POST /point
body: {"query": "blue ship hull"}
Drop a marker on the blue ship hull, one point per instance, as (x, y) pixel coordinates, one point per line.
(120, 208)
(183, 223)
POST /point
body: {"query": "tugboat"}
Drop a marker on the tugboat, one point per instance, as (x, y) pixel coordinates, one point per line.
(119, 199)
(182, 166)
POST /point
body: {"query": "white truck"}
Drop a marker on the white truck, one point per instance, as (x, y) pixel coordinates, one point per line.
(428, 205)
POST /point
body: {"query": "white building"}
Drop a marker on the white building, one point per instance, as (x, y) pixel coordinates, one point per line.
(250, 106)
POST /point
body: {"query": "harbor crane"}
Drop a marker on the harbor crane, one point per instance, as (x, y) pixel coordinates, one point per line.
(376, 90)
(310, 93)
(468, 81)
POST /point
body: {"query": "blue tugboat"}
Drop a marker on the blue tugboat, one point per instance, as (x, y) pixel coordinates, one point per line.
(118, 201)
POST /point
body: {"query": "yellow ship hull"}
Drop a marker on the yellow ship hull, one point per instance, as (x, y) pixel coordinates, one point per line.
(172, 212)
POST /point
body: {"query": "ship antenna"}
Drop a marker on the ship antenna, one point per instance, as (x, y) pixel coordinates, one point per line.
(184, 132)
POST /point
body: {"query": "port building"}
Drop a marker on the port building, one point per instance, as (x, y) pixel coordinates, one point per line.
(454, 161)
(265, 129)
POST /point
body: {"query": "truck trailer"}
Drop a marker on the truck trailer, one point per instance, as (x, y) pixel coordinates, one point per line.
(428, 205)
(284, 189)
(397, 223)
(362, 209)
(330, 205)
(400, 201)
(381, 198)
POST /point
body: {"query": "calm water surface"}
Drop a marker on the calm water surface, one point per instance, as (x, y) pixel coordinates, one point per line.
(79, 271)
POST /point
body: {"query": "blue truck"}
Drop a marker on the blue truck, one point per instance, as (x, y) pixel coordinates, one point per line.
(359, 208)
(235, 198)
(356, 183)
..............................
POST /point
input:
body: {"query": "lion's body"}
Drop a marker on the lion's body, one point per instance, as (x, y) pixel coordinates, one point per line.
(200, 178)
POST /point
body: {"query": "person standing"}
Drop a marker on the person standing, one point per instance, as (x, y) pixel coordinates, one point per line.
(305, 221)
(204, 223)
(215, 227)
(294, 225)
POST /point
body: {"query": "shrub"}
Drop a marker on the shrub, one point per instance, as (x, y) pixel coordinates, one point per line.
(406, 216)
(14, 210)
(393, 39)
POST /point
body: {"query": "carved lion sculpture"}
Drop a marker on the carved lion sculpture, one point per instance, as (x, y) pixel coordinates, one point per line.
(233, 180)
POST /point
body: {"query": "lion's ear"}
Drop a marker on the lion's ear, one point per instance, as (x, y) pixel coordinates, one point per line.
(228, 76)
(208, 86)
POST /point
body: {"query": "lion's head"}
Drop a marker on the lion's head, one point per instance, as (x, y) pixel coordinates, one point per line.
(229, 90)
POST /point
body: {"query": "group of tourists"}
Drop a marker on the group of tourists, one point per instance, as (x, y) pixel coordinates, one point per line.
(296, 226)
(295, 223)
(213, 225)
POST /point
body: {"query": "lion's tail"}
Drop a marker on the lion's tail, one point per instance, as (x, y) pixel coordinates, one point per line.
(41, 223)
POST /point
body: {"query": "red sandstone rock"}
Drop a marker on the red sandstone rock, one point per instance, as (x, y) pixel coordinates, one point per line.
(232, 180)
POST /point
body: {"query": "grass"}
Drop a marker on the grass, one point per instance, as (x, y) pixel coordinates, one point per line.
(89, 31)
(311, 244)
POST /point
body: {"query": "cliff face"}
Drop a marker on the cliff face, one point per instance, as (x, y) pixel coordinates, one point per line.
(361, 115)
..............................
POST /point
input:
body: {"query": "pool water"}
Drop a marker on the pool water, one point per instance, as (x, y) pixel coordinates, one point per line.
..............................
#### SHORT EXERCISE
Pick out every line in the entries above that contains the word "water" and copy each of those lines in full.

#### CORRECT OUTPUT
body: {"query": "calm water surface"}
Drop a marker on the calm water surface, one point per instance, as (x, y) pixel coordinates, one point per line.
body: {"query": "pool water"}
Drop a marker on the pool water, one point per instance, as (x, y) pixel coordinates, one point per line.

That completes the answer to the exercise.